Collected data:
[Start of Attachment]
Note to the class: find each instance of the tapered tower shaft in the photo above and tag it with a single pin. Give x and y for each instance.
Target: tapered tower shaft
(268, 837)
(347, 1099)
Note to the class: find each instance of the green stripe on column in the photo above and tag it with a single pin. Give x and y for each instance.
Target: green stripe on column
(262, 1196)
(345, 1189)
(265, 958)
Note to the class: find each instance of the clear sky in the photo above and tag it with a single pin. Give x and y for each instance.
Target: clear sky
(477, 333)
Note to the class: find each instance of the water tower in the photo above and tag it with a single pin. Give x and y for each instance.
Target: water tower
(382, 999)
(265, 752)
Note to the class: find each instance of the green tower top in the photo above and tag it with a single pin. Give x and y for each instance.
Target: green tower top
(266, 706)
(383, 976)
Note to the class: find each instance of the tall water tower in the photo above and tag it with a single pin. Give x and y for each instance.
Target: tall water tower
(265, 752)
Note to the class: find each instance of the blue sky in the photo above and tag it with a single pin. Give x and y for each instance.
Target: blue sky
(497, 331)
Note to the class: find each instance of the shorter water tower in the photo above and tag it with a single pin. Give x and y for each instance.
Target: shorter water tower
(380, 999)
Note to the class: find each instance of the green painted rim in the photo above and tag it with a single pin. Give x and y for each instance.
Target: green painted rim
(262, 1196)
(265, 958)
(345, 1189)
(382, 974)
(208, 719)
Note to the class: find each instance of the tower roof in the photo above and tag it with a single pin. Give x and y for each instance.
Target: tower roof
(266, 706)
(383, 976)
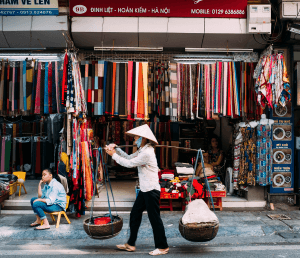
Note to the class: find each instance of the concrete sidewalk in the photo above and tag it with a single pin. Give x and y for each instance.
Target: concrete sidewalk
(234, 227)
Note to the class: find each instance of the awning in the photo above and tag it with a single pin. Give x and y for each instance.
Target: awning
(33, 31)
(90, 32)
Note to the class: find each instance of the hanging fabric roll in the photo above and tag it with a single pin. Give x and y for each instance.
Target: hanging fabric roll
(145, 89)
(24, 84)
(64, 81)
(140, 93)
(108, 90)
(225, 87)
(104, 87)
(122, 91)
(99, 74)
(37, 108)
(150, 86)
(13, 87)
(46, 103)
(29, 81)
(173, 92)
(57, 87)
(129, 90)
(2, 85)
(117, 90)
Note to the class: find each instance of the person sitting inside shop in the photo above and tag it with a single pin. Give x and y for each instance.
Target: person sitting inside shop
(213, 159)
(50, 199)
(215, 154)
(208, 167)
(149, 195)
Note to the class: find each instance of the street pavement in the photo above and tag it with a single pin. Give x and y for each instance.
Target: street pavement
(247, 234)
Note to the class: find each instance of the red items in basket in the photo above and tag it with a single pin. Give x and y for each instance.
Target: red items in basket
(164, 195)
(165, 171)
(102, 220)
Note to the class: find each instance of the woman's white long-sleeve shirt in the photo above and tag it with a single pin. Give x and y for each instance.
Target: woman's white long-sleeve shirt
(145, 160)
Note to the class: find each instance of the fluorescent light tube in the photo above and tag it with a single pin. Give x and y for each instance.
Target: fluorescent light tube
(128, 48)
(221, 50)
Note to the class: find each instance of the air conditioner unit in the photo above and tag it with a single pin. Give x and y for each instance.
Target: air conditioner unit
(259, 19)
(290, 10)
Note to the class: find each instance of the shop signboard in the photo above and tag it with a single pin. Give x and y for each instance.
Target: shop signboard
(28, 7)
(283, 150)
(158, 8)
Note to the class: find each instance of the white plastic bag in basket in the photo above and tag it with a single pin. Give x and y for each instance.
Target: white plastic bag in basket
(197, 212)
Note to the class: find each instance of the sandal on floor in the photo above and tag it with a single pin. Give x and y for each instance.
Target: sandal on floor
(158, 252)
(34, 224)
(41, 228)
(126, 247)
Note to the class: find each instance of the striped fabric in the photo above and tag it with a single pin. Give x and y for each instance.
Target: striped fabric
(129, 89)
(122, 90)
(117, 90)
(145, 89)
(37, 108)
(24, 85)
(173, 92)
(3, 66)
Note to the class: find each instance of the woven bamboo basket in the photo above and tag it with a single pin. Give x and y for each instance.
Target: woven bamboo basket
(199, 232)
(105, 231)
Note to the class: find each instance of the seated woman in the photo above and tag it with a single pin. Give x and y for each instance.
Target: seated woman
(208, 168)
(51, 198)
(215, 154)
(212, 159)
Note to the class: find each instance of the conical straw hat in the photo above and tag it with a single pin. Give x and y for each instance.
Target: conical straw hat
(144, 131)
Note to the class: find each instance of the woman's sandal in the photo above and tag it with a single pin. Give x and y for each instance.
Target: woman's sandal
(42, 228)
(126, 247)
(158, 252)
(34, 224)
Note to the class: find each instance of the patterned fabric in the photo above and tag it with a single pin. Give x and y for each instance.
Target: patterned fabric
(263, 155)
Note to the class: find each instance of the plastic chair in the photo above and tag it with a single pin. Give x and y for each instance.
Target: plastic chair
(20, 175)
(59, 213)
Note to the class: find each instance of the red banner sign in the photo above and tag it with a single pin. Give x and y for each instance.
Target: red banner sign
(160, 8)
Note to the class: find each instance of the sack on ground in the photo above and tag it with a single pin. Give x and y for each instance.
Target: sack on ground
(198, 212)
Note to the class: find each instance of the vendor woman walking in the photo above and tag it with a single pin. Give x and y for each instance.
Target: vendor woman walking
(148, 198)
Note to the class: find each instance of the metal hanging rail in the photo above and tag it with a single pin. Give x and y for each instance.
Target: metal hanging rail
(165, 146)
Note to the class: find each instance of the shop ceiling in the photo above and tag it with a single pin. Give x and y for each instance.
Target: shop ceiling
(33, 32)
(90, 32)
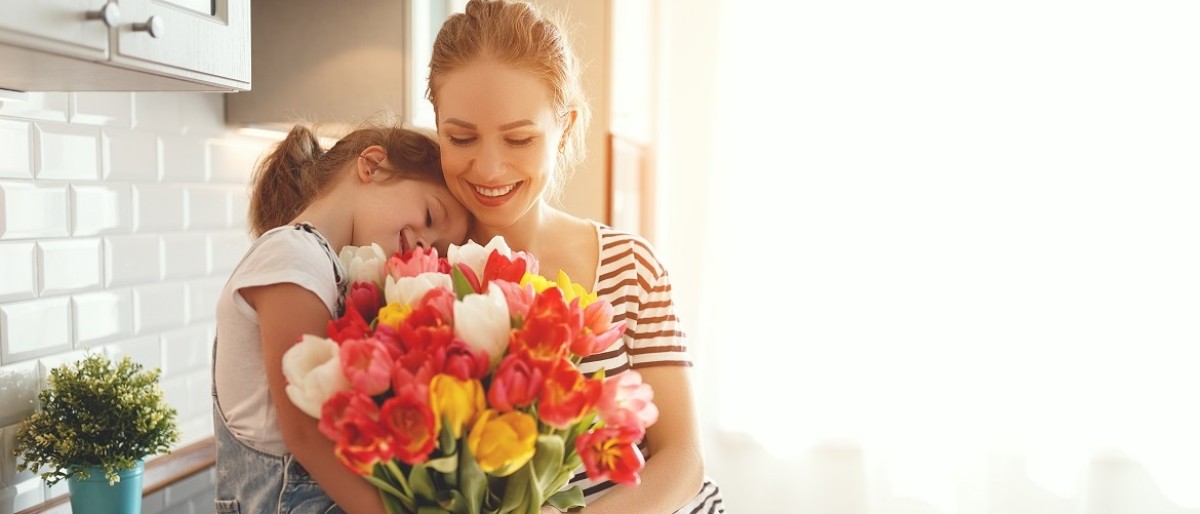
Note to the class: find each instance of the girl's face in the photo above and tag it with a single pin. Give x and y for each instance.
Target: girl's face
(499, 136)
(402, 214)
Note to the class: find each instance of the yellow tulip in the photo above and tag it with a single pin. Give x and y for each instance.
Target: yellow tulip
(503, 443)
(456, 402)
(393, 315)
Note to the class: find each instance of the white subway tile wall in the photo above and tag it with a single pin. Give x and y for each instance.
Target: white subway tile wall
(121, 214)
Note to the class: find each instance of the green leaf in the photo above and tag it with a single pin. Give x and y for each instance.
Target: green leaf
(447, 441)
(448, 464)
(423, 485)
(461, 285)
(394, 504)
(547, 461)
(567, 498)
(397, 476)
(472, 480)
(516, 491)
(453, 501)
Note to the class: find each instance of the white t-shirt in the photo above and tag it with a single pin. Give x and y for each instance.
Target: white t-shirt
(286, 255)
[End of Attachment]
[Start of Attachment]
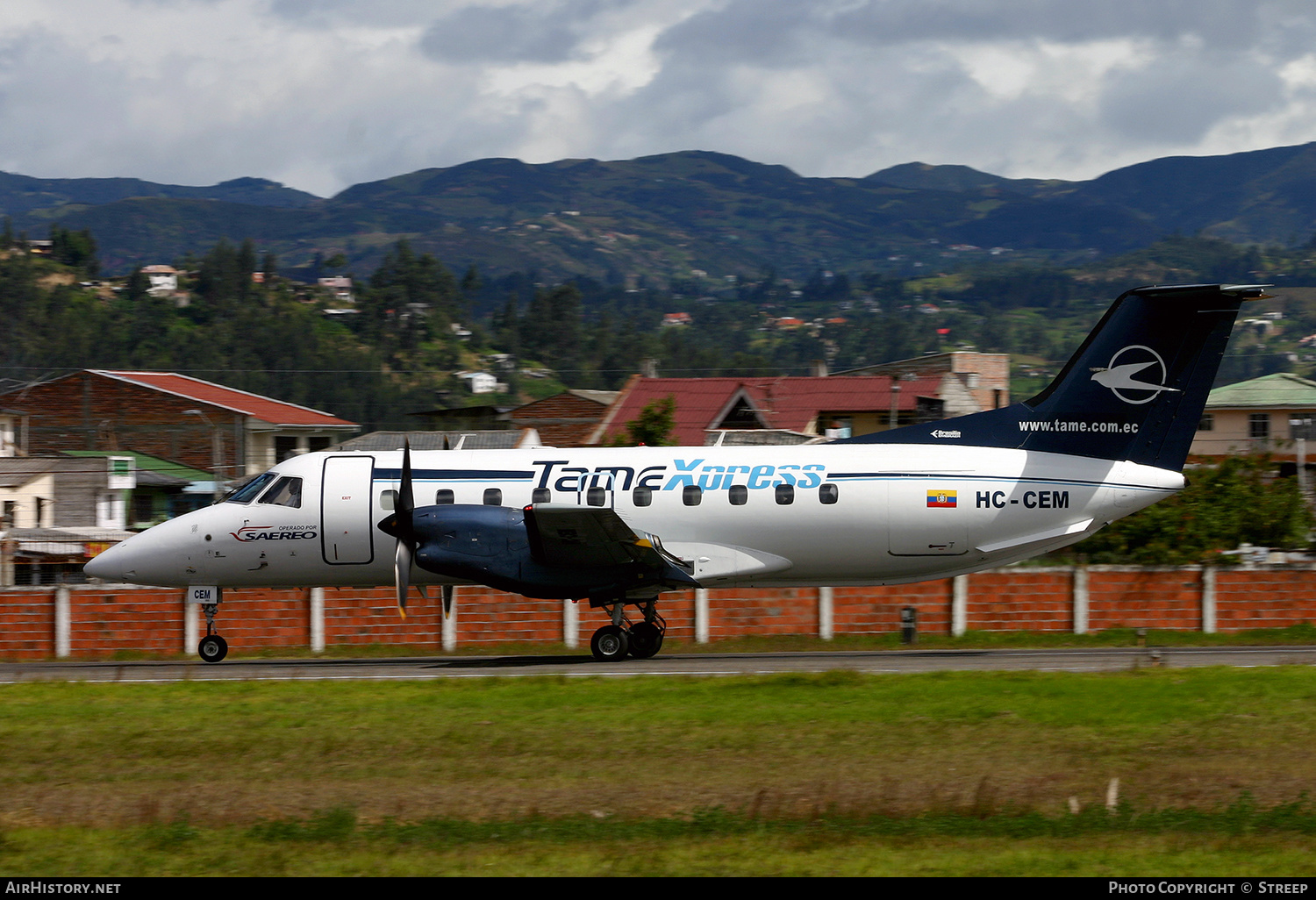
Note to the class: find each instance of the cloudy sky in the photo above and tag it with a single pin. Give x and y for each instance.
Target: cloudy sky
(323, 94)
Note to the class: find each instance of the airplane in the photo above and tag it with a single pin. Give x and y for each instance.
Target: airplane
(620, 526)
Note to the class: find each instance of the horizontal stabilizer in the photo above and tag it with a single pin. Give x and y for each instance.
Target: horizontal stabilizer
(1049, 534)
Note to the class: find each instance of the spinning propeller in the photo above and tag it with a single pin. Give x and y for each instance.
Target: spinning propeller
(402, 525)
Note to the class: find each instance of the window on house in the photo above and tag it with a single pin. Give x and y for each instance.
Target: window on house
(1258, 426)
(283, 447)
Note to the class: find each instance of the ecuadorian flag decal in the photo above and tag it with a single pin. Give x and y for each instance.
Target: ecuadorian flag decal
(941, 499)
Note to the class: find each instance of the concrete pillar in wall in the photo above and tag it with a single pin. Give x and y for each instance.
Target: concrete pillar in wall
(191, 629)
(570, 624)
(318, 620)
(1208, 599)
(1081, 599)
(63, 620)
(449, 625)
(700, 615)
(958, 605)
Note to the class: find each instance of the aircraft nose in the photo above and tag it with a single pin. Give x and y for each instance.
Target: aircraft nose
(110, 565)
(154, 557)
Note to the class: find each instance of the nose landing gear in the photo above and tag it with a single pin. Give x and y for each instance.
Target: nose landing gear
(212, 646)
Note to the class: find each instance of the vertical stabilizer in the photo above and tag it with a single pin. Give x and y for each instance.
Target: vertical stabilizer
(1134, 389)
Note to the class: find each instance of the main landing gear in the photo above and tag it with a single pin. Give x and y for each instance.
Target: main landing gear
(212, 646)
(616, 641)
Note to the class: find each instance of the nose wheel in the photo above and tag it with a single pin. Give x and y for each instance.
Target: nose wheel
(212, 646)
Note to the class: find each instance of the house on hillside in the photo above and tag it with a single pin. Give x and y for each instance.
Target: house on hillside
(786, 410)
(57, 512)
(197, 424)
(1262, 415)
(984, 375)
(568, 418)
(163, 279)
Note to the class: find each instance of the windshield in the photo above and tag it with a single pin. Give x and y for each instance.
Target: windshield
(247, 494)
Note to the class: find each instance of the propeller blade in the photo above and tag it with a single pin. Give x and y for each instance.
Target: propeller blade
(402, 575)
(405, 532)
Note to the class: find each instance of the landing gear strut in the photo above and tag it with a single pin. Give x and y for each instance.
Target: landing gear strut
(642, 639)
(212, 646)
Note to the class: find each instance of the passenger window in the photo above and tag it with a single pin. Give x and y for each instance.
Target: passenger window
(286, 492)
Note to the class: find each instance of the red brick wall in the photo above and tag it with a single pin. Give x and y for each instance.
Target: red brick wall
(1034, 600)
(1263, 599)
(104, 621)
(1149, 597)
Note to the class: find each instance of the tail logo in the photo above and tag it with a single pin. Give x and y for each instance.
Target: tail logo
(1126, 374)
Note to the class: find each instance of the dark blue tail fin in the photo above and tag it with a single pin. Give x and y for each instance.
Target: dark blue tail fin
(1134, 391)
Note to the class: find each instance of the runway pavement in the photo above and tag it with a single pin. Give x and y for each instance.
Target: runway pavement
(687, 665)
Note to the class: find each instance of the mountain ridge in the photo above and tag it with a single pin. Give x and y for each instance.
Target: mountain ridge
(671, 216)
[End of Attachment]
[Start of Attachment]
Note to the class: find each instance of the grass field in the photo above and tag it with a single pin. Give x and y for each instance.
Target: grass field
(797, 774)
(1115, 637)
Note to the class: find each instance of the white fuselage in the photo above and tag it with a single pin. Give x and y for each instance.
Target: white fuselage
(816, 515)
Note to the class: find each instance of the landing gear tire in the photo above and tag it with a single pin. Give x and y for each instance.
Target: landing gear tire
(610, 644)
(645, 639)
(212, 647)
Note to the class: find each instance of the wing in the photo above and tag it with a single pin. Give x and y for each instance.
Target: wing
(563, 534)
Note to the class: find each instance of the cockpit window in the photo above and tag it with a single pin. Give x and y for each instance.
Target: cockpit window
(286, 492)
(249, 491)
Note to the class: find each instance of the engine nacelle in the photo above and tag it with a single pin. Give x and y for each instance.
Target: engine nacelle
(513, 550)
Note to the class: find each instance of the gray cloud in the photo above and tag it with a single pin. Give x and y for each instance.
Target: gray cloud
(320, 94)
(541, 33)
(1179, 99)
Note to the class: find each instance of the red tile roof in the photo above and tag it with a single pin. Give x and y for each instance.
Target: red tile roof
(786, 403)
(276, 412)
[End of Attachment]
### WORK REQUEST
Looking at the data above, return every line from the one with "Target: woman's sandal" down to the one with "Note to the class: find each instance of the red banner", exactly and inclusively.

### ANSWER TO THIS TASK
Target: woman's sandal
(42, 228)
(126, 247)
(158, 252)
(34, 224)
Note to the class: find each instance of the patterned fabric in the photo above and tag it with a single pin. Give x and y for each instance.
Target: patterned fabric
(263, 155)
Note to the class: find each instance of the plastic chair in the photo above and tag it with a single pin. Give x and y for each instance.
Target: plastic chair
(20, 175)
(59, 213)
Note to the class: find each instance of the red banner sign in the photo above and tag it with a single pin. Give x and y for each instance.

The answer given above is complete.